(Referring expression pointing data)
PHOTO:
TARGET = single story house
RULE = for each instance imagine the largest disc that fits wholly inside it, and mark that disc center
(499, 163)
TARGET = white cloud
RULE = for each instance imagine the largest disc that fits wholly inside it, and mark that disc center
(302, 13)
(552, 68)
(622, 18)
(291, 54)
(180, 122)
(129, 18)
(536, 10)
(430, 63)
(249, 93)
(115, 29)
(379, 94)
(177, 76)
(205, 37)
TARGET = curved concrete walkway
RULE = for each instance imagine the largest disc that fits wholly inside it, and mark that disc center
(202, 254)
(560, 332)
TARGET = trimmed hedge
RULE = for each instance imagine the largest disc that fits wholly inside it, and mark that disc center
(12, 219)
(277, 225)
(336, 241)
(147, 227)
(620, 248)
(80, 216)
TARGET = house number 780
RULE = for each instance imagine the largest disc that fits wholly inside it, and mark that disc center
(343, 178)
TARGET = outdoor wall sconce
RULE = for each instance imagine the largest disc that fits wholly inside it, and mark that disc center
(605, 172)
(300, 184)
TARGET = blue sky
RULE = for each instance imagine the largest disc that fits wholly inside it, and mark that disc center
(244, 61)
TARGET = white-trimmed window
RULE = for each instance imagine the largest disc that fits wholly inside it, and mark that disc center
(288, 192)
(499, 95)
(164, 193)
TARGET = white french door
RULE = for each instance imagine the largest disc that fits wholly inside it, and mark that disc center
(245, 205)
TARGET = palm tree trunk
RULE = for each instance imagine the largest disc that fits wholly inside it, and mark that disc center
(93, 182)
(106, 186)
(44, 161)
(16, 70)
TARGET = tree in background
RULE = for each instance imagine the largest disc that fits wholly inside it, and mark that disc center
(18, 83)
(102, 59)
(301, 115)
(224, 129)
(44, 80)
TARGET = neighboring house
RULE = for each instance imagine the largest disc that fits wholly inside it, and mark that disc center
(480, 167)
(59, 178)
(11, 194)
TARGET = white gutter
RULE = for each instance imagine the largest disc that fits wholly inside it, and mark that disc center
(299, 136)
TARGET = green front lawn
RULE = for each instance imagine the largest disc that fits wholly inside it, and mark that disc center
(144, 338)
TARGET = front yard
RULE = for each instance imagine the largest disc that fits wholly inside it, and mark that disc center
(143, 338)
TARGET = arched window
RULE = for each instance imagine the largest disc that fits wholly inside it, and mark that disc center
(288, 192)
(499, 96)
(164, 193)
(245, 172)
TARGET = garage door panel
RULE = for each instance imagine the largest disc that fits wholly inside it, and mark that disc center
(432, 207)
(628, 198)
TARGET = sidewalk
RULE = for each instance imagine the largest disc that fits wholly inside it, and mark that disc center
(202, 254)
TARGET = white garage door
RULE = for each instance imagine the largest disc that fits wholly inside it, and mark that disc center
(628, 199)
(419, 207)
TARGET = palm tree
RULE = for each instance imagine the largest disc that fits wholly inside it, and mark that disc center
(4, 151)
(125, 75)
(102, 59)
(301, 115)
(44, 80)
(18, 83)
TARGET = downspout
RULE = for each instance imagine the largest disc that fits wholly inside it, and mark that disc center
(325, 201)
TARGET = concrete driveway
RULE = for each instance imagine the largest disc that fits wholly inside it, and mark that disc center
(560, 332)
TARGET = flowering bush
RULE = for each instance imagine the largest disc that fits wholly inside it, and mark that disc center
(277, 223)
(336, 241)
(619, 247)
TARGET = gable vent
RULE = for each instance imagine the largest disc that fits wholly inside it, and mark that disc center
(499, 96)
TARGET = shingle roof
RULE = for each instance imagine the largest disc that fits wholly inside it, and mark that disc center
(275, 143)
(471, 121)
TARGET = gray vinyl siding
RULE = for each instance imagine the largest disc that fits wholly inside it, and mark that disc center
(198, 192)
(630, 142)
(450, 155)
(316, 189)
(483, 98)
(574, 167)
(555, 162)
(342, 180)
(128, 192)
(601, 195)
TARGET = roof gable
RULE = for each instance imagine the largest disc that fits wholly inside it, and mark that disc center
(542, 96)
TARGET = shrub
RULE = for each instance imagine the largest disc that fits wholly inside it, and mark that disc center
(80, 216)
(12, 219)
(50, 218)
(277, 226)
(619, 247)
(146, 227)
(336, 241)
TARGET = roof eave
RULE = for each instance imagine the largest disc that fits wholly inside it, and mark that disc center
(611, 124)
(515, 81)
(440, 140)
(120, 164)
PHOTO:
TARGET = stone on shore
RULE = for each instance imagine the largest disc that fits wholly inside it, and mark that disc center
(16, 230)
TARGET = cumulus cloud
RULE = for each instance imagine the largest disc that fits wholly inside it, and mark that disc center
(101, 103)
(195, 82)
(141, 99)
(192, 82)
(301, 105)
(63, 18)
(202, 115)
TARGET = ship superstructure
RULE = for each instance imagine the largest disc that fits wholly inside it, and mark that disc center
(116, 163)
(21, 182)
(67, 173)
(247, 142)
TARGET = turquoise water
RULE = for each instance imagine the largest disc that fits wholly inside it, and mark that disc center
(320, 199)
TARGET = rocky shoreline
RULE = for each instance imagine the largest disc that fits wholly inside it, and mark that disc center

> What you are asked to do: Within the entries, determine the count of lines containing the string "concrete" and output it alone.

> Response to this task: 2